With Specific IAM Role:

options:
  kafka.security.protocol: "SASL_SSL"
  kafka.sasl.mechanism: "AWS_MSK_IAM"
  kafka.sasl.jaas.config: 'shadedmskiam.software.amazon.msk.auth.iam.IAMLoginModule required awsRoleArn="${msk_role_arn}";'
  kafka.sasl.client.callback.handler.class: "shadedmskiam.software.amazon.msk.auth.iam.IAMClientCallbackHandler"

Generated PySpark Code:

 1from pyspark import pipelines as dp
 2
 3@dp.temporary_view()
 4def v_msk_orders_raw():
 5    """Load orders from MSK using IAM authentication"""
 6    df = spark.readStream \
 7        .format("kafka") \
 8        .option("kafka.bootstrap.servers", "b-1.msk-cluster.abc123.kafka.us-east-1.amazonaws.com:9098") \
 9        .option("subscribe", "orders") \
10        .option("kafka.security.protocol", "SASL_SSL") \
11        .option("kafka.sasl.mechanism", "AWS_MSK_IAM") \
12        .option("kafka.sasl.jaas.config", "shadedmskiam.software.amazon.msk.auth.iam.IAMLoginModule required;") \
13        .option("kafka.sasl.client.callback.handler.class", "shadedmskiam.software.amazon.msk.auth.iam.IAMClientCallbackHandler") \
14        .option("startingOffsets", "earliest") \
15        .option("failOnDataLoss", "false") \
16        .load()
17
18    return df

See also

For complete MSK IAM documentation see AWS MSK IAM Access Control.

MSK IAM Requirements:

  • Use port 9098 for IAM authentication (not the standard 9092).

  • Provide all four required options: kafka.security.protocol, kafka.sasl.mechanism, kafka.sasl.jaas.config, and kafka.sasl.client.callback.handler.class.

  • Grant the IAM role appropriate kafka-cluster:* permissions.

  • Rely on IAM for authentication — no credentials are stored.

  • Ensure your Databricks cluster has network access to the MSK cluster.

Advanced Authentication: Azure Event Hubs OAuth

Azure Event Hubs provides Kafka protocol support with OAuth 2.0 authentication using Azure Active Directory.

Prerequisites:

  1. Azure Event Hubs namespace (Premium or Standard tier)

  2. Azure AD App Registration (Service Principal) with appropriate permissions

  3. Service Principal granted “Azure Event Hubs Data Receiver” role on the namespace

  4. Databricks secrets configured for client credentials

YAML Configuration:

actions:
  - name: load_event_hubs_data
    type: load
    readMode: stream
    source:
      type: kafka
      bootstrap_servers: "my-namespace.servicebus.windows.net:9093"
      subscribe: "my-event-hub"

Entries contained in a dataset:
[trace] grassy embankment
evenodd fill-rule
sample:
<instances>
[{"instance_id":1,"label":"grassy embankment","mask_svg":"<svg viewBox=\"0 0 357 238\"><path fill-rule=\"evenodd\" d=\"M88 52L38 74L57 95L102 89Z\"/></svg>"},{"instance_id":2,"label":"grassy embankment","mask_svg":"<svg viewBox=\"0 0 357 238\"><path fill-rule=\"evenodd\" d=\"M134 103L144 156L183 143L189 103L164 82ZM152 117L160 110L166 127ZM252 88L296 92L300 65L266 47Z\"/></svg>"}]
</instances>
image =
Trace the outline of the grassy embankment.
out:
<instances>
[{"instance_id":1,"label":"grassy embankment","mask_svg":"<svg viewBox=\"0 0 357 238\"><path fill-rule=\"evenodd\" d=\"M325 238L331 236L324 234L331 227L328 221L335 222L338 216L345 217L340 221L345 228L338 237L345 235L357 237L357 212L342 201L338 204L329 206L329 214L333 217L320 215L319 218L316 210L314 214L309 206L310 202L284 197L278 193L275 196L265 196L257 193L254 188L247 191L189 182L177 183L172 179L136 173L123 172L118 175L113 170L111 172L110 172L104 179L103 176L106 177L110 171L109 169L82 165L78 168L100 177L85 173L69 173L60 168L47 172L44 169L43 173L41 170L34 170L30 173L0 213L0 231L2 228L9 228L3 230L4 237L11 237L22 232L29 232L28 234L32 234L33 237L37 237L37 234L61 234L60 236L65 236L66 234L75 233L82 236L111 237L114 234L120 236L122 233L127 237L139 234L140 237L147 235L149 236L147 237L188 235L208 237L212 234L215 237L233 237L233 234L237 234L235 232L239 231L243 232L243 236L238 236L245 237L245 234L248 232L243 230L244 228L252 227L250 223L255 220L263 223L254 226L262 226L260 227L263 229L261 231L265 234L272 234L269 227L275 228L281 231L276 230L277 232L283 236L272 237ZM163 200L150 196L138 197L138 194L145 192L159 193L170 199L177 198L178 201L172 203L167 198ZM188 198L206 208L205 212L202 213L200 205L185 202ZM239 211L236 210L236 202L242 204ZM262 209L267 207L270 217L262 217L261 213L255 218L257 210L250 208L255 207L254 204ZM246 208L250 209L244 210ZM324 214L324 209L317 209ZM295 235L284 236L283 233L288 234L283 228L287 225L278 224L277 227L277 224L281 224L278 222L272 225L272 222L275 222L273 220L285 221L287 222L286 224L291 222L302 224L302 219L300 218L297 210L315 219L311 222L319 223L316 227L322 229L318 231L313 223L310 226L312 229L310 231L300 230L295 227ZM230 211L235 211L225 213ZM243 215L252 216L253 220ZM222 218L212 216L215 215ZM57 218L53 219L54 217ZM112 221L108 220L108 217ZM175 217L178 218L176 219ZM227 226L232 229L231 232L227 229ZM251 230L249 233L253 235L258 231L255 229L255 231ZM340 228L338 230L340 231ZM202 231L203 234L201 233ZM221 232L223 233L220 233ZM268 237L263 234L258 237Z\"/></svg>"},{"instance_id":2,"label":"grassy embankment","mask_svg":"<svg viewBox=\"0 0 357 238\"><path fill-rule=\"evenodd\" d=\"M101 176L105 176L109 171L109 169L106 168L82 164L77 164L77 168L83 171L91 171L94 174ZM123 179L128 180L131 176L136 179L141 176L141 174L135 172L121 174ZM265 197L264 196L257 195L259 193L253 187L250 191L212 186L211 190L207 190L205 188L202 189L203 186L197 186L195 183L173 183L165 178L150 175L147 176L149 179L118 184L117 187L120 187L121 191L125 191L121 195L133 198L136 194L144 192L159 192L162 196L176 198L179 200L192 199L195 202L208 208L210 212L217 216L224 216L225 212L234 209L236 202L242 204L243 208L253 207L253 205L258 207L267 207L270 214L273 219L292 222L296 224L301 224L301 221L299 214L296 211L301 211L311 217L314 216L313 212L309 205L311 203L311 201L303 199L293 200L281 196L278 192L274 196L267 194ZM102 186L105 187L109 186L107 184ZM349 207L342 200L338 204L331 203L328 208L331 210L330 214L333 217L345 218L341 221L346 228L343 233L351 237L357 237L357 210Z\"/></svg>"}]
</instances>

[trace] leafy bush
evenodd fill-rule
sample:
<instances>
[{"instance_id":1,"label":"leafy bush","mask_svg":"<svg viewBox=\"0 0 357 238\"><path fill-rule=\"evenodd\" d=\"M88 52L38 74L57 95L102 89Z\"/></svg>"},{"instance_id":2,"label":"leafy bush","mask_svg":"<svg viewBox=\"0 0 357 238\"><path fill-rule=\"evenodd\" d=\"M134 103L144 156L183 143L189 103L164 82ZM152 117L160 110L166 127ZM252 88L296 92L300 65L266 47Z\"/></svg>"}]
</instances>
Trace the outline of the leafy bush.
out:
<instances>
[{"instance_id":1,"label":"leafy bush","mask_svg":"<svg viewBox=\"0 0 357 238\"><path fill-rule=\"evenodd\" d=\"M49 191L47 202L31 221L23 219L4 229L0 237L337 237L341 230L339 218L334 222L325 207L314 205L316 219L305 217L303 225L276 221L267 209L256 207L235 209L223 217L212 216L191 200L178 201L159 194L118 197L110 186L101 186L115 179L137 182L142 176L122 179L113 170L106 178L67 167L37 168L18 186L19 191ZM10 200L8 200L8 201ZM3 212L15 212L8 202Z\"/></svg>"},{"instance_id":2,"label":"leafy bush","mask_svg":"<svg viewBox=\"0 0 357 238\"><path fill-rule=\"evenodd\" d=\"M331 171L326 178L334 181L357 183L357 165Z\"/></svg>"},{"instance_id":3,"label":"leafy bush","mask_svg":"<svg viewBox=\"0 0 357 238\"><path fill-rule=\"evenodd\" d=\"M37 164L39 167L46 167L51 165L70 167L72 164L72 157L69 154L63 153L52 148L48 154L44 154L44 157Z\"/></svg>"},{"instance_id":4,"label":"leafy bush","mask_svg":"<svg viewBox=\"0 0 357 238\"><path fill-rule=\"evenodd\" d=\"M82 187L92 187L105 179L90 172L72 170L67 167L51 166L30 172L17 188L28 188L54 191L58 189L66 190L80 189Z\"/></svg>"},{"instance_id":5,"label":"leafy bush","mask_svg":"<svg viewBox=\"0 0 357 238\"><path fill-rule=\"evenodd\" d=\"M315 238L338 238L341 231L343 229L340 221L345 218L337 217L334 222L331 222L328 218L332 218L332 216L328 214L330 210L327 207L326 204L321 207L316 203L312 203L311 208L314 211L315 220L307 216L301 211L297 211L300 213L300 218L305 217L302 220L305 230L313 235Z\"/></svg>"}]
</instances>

### [The tasks]
**1)** In the entries, swap "sample" for "input" within the part that opens with the line containing "[trace] leafy bush" and runs through the end of the entries. Return that part with everything else unchanged.
**2)** Write the next part of the guide on Kafka authentication for MSK and Azure Event Hubs, picking up right after its last line.

### [Responses in order]
**1)**
[trace] leafy bush
evenodd fill-rule
input:
<instances>
[{"instance_id":1,"label":"leafy bush","mask_svg":"<svg viewBox=\"0 0 357 238\"><path fill-rule=\"evenodd\" d=\"M88 52L38 74L57 95L102 89Z\"/></svg>"},{"instance_id":2,"label":"leafy bush","mask_svg":"<svg viewBox=\"0 0 357 238\"><path fill-rule=\"evenodd\" d=\"M134 103L144 156L183 143L189 103L164 82ZM152 117L160 110L166 127ZM252 88L296 92L300 65L266 47Z\"/></svg>"}]
</instances>
Trace the outline of the leafy bush.
out:
<instances>
[{"instance_id":1,"label":"leafy bush","mask_svg":"<svg viewBox=\"0 0 357 238\"><path fill-rule=\"evenodd\" d=\"M49 191L47 202L31 221L23 219L4 229L0 237L337 237L341 230L339 218L334 222L325 207L314 205L316 219L305 217L303 225L276 221L267 209L256 207L235 209L223 217L212 216L191 200L178 201L159 194L118 197L110 186L101 186L115 179L137 182L142 176L122 179L113 170L106 178L67 167L37 168L18 186L19 191ZM10 200L8 200L8 201ZM3 212L15 212L8 202Z\"/></svg>"},{"instance_id":2,"label":"leafy bush","mask_svg":"<svg viewBox=\"0 0 357 238\"><path fill-rule=\"evenodd\" d=\"M331 171L326 178L334 181L357 183L357 165Z\"/></svg>"},{"instance_id":3,"label":"leafy bush","mask_svg":"<svg viewBox=\"0 0 357 238\"><path fill-rule=\"evenodd\" d=\"M37 164L39 167L46 167L51 165L70 167L72 164L72 157L69 154L63 153L52 148L48 154L44 154L44 157Z\"/></svg>"},{"instance_id":4,"label":"leafy bush","mask_svg":"<svg viewBox=\"0 0 357 238\"><path fill-rule=\"evenodd\" d=\"M82 187L92 187L105 179L90 172L72 170L67 167L51 166L30 172L17 188L28 188L54 191L58 189L66 190L80 189Z\"/></svg>"},{"instance_id":5,"label":"leafy bush","mask_svg":"<svg viewBox=\"0 0 357 238\"><path fill-rule=\"evenodd\" d=\"M315 238L338 238L341 231L343 229L340 221L345 218L337 217L334 222L331 222L328 218L332 218L332 216L328 214L330 210L327 207L326 204L321 207L316 203L312 203L311 208L314 211L315 220L307 216L301 211L297 211L300 213L300 218L305 217L302 220L305 230L313 235Z\"/></svg>"}]
</instances>

**2)**
      options:
        kafka.security.protocol: "SASL_SSL"
        kafka.sasl.mechanism: "OAUTHBEARER"
        kafka.sasl.jaas.config: 'kafkashaded.org.apache.kafka.common.security.oauthbearer.OAuthBearerLoginModule required clientId="${secret:azure_secrets/client_id}" clientSecret="${secret:azure_secrets/client_secret}" scope="https://${event_hubs_namespace}/.default" ssl.protocol="SSL";'
        kafka.sasl.oauthbearer.token.endpoint.url: "https://login.microsoft.com/${azure_tenant_id}/oauth2/v2.0/token"
        kafka.sasl.login.callback.handler.class: "kafkashaded.org.apache.kafka.common.security.oauthbearer.secured.OAuthBearerLoginCallbackHandler"
        startingOffsets: "earliest"
    target: v_event_hubs_data_raw
    description: "Load data from Azure Event Hubs using OAuth"

Generated PySpark Code:

 1from pyspark import pipelines as dp
 2
 3@dp.temporary_view()
 4def v_event_hubs_data_raw():
 5    """Load data from Azure Event Hubs using OAuth"""
 6    df = spark.readStream \
 7        .format("kafka") \
 8        .option("kafka.bootstrap.servers", "my-namespace.servicebus.windows.net:9093") \
 9        .option("subscribe", "my-event-hub") \
10        .option("kafka.security.protocol", "SASL_SSL") \
11        .option("kafka.sasl.mechanism", "OAUTHBEARER") \
12        .option("kafka.sasl.jaas.config",
13                f'kafkashaded.org.apache.kafka.common.security.oauthbearer.OAuthBearerLoginModule required clientId="{dbutils.secrets.get(scope="azure-secrets", key="client_id")}" clientSecret="{dbutils.secrets.get(scope="azure-secrets", key="client_secret")}" scope="https://my-namespace.servicebus.windows.net/.default" ssl.protocol="SSL";') \
14        .option("kafka.sasl.oauthbearer.token.endpoint.url", "https://login.microsoft.com/12345678-1234-1234-1234-123456789012/oauth2/v2.0/token") \
15        .option("kafka.sasl.login.callback.handler.class", "kafkashaded.org.apache.kafka.common.security.oauthbearer.secured.OAuthBearerLoginCallbackHandler") \
16        .option("startingOffsets", "earliest") \
17        .load()
18
19    return df

See also

For complete Event Hubs Kafka documentation see Azure Event Hubs for Apache Kafka.

Event Hubs OAuth Requirements:

  • Always use port 9093 for the Kafka protocol with Event Hubs.

  • Specify the Event Hubs namespace in the format <namespace>.servicebus.windows.net.

  • Match the scope in JAAS config to https://<namespace>.servicebus.windows.net/.default.

  • Provide all five required options: kafka.security.protocol, kafka.sasl.mechanism, kafka.sasl.jaas.config, kafka.sasl.oauthbearer.token.endpoint.url, and kafka.sasl.login.callback.handler.class.

  • Assign the Service Principal the “Azure Event Hubs Data Receiver” role.

  • Rely on the callback handler to refresh OAuth tokens automatically.

  • Always use secrets for client credentials — never hardcode them in YAML.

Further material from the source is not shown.